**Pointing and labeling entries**

* * * * * * *

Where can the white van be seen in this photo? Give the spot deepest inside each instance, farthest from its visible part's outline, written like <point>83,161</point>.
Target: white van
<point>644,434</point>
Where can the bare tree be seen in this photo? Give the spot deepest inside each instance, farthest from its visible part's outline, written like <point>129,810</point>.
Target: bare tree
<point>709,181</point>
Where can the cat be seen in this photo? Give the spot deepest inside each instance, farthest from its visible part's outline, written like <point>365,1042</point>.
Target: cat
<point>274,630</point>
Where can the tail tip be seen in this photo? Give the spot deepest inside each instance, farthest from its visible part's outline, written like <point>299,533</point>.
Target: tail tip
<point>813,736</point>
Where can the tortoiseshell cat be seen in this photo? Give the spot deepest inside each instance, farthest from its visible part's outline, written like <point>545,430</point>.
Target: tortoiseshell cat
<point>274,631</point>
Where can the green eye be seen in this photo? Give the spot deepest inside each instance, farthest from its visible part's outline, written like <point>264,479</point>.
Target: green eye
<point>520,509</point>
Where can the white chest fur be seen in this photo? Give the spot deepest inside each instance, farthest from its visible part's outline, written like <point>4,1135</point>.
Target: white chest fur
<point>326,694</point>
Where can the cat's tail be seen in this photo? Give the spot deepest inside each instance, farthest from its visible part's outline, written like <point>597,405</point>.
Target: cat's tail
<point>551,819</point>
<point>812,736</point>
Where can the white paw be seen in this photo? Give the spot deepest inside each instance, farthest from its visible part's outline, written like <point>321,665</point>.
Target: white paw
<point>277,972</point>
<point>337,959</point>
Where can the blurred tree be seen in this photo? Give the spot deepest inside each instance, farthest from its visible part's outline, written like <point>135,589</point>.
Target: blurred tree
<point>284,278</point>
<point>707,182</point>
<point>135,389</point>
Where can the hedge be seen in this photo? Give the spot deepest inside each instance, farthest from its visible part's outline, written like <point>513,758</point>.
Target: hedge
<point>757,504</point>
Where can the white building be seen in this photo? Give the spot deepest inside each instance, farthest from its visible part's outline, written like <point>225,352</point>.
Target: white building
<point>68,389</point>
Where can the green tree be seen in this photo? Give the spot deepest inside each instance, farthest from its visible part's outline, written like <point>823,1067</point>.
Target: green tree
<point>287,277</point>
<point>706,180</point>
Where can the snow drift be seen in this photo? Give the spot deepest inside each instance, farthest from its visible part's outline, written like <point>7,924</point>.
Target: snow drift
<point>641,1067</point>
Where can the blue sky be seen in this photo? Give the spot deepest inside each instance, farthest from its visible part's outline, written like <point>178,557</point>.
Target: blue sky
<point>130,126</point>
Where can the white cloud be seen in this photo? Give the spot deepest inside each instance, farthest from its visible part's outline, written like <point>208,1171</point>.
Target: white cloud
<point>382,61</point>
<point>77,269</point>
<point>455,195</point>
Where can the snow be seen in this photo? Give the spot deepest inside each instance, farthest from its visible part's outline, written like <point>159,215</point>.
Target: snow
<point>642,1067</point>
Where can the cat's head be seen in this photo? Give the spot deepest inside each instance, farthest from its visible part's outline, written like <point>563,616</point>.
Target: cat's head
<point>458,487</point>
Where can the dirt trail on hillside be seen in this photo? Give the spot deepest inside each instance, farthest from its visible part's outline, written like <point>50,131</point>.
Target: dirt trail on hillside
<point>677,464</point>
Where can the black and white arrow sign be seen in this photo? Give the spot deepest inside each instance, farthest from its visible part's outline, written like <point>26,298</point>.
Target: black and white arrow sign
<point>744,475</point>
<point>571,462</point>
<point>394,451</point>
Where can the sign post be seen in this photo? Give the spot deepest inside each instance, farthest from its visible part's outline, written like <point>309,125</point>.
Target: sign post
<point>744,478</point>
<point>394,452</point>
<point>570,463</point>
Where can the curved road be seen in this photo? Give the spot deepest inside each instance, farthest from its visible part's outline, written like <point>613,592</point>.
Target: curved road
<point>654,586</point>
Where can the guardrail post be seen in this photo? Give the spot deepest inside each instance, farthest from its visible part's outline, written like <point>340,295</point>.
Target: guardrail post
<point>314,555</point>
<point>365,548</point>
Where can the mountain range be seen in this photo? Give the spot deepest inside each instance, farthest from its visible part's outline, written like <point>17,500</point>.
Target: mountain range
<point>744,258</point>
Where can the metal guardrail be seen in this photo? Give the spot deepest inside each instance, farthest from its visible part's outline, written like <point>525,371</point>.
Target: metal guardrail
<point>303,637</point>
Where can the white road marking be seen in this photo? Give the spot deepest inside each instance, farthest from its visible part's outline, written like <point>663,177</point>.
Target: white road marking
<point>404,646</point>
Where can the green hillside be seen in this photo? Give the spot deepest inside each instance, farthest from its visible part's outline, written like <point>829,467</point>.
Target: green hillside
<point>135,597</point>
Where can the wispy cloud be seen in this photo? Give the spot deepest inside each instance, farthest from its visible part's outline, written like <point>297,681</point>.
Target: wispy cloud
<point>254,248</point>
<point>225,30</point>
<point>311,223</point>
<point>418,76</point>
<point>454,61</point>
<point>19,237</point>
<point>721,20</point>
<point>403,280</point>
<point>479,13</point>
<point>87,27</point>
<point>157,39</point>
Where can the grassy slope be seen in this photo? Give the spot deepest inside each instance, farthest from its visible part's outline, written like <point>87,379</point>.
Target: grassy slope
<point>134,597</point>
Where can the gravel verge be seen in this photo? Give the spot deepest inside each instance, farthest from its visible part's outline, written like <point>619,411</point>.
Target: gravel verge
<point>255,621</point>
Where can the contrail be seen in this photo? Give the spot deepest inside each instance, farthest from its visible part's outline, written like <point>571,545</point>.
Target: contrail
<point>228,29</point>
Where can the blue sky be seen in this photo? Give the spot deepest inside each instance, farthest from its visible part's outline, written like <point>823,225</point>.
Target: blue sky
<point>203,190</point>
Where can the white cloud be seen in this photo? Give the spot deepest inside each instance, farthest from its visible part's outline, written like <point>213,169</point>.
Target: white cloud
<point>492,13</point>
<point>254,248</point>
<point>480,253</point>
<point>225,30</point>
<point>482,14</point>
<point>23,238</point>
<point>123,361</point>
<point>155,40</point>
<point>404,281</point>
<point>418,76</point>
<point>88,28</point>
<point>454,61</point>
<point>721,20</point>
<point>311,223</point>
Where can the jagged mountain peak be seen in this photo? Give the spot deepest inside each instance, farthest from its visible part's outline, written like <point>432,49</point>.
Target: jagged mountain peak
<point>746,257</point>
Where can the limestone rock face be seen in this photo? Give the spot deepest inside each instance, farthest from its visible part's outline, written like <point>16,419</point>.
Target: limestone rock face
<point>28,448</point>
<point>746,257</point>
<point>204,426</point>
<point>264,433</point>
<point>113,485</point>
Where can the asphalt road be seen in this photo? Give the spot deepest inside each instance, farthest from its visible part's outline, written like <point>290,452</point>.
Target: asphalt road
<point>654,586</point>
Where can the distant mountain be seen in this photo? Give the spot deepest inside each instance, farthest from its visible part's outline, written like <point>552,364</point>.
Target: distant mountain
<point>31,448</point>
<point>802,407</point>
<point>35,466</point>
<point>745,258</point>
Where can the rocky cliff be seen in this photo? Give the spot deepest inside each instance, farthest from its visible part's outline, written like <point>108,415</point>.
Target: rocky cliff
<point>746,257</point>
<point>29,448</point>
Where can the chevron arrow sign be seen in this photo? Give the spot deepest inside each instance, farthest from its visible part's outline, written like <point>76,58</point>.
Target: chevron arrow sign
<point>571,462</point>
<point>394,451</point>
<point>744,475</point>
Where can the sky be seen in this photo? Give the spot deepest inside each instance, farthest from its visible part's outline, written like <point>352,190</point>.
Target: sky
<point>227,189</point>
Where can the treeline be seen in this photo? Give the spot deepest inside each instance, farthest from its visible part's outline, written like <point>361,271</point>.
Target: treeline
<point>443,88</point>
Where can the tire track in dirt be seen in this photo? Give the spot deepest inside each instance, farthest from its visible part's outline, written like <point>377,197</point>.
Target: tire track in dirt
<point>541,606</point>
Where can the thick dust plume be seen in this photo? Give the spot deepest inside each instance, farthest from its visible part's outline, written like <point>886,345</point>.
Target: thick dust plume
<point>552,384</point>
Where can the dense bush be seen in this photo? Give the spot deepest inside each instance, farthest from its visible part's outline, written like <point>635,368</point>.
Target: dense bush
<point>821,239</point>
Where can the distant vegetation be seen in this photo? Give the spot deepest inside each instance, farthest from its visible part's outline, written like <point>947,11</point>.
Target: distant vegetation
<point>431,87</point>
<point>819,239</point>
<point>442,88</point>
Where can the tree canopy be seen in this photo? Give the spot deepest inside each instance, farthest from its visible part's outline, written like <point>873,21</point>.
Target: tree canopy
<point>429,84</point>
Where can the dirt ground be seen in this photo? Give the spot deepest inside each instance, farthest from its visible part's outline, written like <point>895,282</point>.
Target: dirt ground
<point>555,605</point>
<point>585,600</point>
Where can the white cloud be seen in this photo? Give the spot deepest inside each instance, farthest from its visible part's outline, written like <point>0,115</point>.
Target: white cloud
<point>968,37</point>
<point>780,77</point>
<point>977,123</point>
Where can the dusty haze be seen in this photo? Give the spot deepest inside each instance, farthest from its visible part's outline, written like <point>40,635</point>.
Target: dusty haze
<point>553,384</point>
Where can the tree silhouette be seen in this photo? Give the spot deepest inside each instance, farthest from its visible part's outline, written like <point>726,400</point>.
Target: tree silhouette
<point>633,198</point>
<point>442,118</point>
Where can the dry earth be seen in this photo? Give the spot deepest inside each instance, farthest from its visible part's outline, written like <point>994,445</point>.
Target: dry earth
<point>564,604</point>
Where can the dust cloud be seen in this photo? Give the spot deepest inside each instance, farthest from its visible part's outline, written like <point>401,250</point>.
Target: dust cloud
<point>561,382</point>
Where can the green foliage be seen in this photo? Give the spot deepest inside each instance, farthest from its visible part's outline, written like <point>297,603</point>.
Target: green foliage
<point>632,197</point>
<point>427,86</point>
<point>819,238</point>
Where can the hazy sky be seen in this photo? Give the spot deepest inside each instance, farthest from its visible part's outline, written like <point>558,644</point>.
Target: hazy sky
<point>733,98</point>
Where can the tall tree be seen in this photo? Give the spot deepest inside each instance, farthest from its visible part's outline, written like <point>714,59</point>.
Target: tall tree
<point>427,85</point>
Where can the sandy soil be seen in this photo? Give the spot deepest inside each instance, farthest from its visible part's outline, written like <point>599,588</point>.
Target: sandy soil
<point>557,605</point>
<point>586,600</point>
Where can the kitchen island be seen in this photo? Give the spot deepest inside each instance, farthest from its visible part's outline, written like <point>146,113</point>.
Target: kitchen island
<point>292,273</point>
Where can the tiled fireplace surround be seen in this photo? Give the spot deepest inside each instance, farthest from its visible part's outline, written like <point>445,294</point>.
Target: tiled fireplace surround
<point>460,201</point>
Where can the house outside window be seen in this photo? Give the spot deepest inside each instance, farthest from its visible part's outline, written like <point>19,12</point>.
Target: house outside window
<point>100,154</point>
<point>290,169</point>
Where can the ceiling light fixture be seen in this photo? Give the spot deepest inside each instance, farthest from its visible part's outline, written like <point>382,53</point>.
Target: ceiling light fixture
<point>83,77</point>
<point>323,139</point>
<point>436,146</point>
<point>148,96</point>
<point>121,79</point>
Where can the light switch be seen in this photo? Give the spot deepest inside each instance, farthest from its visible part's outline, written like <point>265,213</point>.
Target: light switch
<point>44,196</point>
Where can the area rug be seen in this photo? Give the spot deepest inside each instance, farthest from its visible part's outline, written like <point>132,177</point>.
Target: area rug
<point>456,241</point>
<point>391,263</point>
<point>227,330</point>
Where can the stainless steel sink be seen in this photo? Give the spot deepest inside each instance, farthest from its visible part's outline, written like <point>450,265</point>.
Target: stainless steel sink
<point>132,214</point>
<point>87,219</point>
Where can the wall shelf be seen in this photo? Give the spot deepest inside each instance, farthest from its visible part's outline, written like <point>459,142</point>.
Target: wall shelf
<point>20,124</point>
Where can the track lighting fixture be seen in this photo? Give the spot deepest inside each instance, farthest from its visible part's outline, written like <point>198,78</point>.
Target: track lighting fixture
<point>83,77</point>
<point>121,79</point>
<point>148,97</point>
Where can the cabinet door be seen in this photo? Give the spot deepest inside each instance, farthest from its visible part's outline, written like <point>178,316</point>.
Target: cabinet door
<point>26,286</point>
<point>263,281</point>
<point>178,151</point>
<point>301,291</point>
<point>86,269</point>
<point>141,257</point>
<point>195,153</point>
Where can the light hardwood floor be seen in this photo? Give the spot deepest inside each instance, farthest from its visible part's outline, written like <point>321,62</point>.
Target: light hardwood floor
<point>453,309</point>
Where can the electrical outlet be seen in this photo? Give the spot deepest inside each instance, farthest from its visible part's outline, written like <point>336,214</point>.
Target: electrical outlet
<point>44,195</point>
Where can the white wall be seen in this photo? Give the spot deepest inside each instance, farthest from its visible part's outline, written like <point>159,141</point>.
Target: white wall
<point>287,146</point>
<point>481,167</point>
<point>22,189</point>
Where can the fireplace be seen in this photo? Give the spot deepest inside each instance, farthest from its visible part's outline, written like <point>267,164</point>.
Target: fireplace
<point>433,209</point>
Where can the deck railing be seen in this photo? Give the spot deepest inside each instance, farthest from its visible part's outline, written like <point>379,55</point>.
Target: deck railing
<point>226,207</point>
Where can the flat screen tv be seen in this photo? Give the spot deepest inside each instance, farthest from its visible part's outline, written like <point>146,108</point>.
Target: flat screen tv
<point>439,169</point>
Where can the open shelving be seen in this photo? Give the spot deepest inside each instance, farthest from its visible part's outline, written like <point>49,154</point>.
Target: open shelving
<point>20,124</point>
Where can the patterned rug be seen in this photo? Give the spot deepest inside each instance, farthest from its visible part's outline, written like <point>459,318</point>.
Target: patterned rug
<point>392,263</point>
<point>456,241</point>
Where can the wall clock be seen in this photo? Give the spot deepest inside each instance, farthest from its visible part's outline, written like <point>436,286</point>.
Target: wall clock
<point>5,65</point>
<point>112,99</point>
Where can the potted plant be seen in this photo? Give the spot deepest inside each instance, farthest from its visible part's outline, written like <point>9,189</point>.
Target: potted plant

* * * * * * *

**Written request**
Rename "area rug" to "living room rug" in the part of the data that opens with the line containing "Where can the house" and closes with the line containing "<point>227,330</point>", keeping everything else unchanged. Return only those lines.

**Answer**
Where can the house outside window be seen in this photo? Give the spot deepest inside each instance, farthest from its visible part's outline, written like <point>19,12</point>.
Target: house outside window
<point>100,154</point>
<point>290,169</point>
Where can the ceiling light fixture be seen in this photo? Give the spot deepest inside each instance, farthest from its visible part's outline, written like <point>382,53</point>.
Target: ceiling light fixture
<point>83,77</point>
<point>323,139</point>
<point>436,146</point>
<point>148,96</point>
<point>121,79</point>
Where can the light switch be seen in this photo? Give the spot deepest inside each instance, farthest from its visible part's outline, written like <point>265,213</point>.
Target: light switch
<point>44,196</point>
Where can the living room rug be seen in this photo? Give the spot deepest inside each instance, farthest from its visible part's outline, written like <point>132,177</point>.
Target: living room rug
<point>456,241</point>
<point>391,263</point>
<point>227,330</point>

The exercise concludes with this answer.